Goal of the exercise –
A word-for-word repetition of all the entries is required.

Task data –
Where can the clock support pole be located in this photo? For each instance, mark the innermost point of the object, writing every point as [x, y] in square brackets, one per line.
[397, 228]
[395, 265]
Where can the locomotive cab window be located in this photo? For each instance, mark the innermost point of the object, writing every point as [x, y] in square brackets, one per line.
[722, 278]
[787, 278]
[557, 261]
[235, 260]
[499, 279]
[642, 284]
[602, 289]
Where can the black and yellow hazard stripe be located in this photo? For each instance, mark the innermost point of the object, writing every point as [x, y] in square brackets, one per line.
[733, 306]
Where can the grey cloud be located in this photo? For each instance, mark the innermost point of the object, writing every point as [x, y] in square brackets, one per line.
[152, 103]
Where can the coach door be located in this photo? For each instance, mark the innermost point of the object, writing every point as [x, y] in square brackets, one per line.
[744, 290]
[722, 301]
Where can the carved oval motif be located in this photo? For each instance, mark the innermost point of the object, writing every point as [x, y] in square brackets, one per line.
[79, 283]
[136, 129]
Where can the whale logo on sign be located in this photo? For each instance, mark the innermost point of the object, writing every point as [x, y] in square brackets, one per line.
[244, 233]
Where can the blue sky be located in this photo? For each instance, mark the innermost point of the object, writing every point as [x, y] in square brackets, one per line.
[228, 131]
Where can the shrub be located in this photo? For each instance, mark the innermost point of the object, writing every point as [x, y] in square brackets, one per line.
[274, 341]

Exercise output –
Where can the clock support pole be located in this photo? For each instance, mark the innermost point of the object, writing every point as [x, y] in square brackets, one per line.
[397, 228]
[395, 265]
Where can the locomotive cab window be located in this photo? For each instance, mark the innermost point of the object, writing every point as [x, y] in square brackets, one per line.
[722, 278]
[787, 278]
[557, 261]
[235, 260]
[499, 279]
[642, 284]
[602, 289]
Where can the black and yellow hazard stripe be located in this photo? For each instance, mark the innermost point of the object, writing every point as [x, y] in square brackets, one per line.
[733, 306]
Where can the grey cloud be located in this photo? For each instance, mark the innermost point of the object, writing every point as [x, y] in square brackets, one per line.
[152, 103]
Where can the coach door be located in this photo? For each instance, mark the innermost point of the object, writing every point as [x, y] in square brackets, one per line.
[744, 290]
[722, 301]
Where can the carved oval motif be located in this photo? For each instance, mark the innermost point of the object, writing every point as [x, y] in square brackets, one per line.
[79, 283]
[136, 129]
Where can the whale logo on sign be located in this photo? For each instance, mark the innermost point of the object, writing every point as [x, y] in square brackets, one per line.
[244, 233]
Where can the blue sky be located in this photo? For each instance, mark the innermost point of the object, writing every point as [x, y] in square brackets, one per line.
[228, 131]
Where can the shrub be located in this photo? For each instance, mark the innermost point of the object, writing every point as [x, y] in square brackets, one per line.
[274, 341]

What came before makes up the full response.